### REQUEST
Lines before the one containing "Note: spot each instance of the la" are excluded; reproduce that line and all lines after it in the entries below, exactly.

### INPUT MATERIAL
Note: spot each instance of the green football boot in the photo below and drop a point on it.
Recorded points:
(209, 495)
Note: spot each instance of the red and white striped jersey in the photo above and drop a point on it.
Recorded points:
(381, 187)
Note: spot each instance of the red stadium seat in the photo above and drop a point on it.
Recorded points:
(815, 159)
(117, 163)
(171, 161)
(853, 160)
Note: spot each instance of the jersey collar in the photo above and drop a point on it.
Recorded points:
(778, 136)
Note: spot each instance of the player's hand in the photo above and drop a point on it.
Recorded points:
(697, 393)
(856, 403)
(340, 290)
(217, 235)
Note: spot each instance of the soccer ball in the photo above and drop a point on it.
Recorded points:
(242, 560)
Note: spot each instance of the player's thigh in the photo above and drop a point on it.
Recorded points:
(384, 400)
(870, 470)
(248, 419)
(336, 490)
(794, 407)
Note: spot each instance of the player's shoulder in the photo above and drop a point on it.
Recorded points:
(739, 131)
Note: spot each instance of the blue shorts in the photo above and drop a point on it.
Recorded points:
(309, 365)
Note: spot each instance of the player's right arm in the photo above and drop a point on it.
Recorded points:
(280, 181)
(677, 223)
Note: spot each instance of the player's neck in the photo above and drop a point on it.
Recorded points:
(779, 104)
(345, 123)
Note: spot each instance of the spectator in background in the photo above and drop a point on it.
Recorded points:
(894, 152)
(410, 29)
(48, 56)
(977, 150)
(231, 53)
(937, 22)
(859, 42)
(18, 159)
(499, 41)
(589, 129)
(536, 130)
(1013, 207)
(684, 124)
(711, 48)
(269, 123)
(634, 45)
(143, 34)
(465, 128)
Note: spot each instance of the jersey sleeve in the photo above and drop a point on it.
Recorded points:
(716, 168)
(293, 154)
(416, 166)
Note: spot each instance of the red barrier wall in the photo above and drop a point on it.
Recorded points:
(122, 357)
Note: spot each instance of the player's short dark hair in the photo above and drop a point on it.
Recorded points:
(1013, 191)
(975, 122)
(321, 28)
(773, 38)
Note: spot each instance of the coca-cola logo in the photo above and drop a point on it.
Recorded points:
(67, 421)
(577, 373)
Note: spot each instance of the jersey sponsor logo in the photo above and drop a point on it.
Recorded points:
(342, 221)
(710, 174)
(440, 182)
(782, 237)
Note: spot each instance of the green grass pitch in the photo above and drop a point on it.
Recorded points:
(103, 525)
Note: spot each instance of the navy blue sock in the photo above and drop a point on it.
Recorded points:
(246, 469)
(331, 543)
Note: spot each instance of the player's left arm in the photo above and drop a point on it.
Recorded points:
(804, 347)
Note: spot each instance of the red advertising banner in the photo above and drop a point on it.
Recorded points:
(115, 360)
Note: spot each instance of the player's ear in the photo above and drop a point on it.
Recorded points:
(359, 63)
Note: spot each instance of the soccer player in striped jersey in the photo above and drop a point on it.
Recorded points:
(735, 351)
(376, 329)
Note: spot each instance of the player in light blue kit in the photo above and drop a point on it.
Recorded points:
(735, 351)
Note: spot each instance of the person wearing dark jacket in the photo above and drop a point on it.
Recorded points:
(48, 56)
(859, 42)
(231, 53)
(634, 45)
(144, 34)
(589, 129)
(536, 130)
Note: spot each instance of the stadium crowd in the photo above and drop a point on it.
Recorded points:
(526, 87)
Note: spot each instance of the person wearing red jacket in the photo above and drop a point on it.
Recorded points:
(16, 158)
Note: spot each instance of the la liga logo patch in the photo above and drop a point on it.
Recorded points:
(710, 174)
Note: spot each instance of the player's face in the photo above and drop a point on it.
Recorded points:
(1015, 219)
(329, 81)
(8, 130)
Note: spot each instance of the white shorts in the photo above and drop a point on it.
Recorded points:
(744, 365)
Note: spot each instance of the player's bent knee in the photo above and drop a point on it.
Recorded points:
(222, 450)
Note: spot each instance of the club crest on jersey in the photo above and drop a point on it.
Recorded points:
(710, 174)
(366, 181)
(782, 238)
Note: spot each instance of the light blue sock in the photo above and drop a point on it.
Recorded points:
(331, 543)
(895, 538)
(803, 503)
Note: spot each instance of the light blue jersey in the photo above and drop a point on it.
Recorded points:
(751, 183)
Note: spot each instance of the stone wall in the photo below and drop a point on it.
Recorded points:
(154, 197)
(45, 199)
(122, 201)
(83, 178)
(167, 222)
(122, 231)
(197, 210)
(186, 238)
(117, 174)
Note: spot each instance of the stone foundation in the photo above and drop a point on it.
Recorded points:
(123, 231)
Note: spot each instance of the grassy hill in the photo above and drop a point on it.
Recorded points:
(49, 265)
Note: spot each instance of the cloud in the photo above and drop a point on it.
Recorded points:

### WORKED ANSWER
Note: spot each instance of the la liga logo patch in the photo above and drop a point on it.
Recorded points:
(710, 174)
Note: spot each instance of the player's face in the photo above and drop a point on it.
Recorded points:
(1015, 219)
(329, 81)
(8, 130)
Note: spot each instance of the white shorts in the photo above and drop a point on it.
Recorded points:
(744, 365)
Note: spot each instance of the player's bent knee in the photo above and drop a point on it.
Recorded points:
(222, 450)
Note: spot each instance of the club crest on jersey in the photo above and drop a point on it.
Recorded points:
(710, 174)
(366, 181)
(782, 238)
Note: spot each instance of the light blue sock in the photo above and drop a point on it.
Recorded points:
(331, 543)
(895, 538)
(803, 503)
Note: spot each instance of the light blue jersey in the photo above and drop a point on it.
Recorded points:
(751, 183)
Note: spot each instance of the stone wall in the photo below and drop a point on it.
Recorded points:
(154, 197)
(45, 199)
(122, 201)
(83, 178)
(167, 222)
(122, 231)
(197, 210)
(186, 238)
(117, 174)
Note: spot each instance of the stone foundation in the photo above and drop a point on it.
Recorded points:
(123, 231)
Note: spot each instance of the grassy hill in the photo above and drop a point on it.
Recorded points:
(49, 265)
Note: spot each instance of the cloud in the photo above and drop a point on it.
Recorded points:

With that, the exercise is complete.